WRITTEN EXERCISE — Reproduce the lines of the listing below word for word, from the line with "group of men -> outlines, every instance" to the line with "180 48 L 174", including both of those lines.

INPUT DATA —
.....
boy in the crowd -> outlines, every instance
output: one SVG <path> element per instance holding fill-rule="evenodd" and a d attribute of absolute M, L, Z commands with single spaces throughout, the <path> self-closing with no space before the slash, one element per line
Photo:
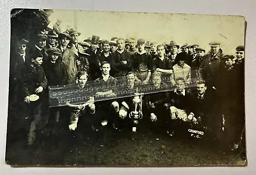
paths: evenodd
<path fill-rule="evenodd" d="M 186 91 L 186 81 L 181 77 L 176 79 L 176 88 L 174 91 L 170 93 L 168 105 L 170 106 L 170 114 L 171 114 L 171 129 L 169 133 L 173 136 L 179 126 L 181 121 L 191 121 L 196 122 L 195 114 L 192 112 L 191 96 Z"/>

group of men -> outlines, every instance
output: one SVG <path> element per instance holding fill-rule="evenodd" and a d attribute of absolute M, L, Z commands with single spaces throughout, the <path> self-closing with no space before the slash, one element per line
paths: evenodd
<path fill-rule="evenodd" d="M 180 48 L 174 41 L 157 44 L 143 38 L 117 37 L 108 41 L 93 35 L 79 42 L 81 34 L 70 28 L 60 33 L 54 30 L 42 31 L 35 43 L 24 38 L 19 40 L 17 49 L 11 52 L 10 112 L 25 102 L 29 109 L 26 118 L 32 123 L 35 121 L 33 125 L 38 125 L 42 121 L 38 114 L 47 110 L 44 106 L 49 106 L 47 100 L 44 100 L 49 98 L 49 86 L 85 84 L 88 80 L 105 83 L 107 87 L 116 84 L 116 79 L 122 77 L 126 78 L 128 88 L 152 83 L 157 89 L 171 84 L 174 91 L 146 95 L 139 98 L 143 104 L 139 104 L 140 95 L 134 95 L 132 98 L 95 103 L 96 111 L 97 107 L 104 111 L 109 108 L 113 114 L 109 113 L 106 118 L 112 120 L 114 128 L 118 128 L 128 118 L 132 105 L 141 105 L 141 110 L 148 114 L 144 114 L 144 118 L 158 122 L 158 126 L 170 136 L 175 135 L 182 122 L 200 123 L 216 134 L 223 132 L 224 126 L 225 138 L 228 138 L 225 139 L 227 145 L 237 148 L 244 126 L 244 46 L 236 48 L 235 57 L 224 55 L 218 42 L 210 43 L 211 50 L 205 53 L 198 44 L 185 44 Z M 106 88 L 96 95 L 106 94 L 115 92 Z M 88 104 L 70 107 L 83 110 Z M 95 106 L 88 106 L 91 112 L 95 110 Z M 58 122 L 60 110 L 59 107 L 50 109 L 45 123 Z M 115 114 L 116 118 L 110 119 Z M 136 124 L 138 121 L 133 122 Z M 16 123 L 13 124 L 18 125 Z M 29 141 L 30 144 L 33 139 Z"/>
.....
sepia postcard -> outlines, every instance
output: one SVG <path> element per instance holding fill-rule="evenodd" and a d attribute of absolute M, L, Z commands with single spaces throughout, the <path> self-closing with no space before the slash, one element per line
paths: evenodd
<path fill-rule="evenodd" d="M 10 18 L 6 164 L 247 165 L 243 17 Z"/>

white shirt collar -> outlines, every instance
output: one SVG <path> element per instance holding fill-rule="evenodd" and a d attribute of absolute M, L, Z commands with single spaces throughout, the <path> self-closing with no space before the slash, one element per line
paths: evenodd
.....
FINAL ANSWER —
group of men -> outlines, every instance
output: one SVG <path> element per instance holding fill-rule="evenodd" and a d attribute of absolute M, L, Z commands with single spaces throughout, the <path> self-closing with no space before the slash, one element per line
paths: evenodd
<path fill-rule="evenodd" d="M 180 48 L 174 41 L 157 44 L 143 38 L 117 37 L 108 41 L 93 35 L 79 42 L 81 34 L 70 28 L 60 33 L 54 30 L 42 31 L 35 43 L 24 38 L 19 40 L 17 49 L 11 52 L 10 112 L 25 102 L 29 109 L 26 118 L 32 123 L 35 121 L 33 125 L 38 125 L 42 121 L 38 114 L 47 110 L 44 106 L 49 106 L 47 100 L 44 100 L 49 98 L 49 86 L 85 84 L 88 80 L 105 83 L 107 87 L 116 84 L 116 79 L 122 77 L 126 78 L 128 88 L 152 83 L 157 89 L 171 84 L 174 91 L 146 95 L 139 98 L 143 104 L 139 104 L 140 95 L 134 95 L 132 98 L 95 103 L 96 111 L 97 107 L 104 111 L 109 108 L 113 114 L 109 113 L 106 118 L 112 120 L 114 128 L 118 128 L 128 118 L 132 105 L 141 105 L 141 110 L 148 114 L 144 114 L 144 118 L 158 122 L 158 126 L 170 136 L 175 135 L 182 122 L 200 123 L 216 134 L 223 132 L 224 126 L 225 138 L 228 138 L 225 139 L 227 145 L 237 148 L 244 126 L 244 46 L 236 48 L 235 57 L 224 55 L 218 42 L 210 43 L 211 50 L 205 53 L 198 44 L 185 44 Z M 106 88 L 96 95 L 106 94 L 115 92 Z M 88 104 L 70 107 L 83 110 Z M 95 106 L 88 106 L 91 112 L 95 110 Z M 58 122 L 60 110 L 59 107 L 50 109 L 45 123 Z M 115 114 L 116 118 L 110 119 Z M 136 124 L 138 121 L 133 122 Z M 16 123 L 13 124 L 18 125 Z M 29 141 L 30 144 L 33 139 Z"/>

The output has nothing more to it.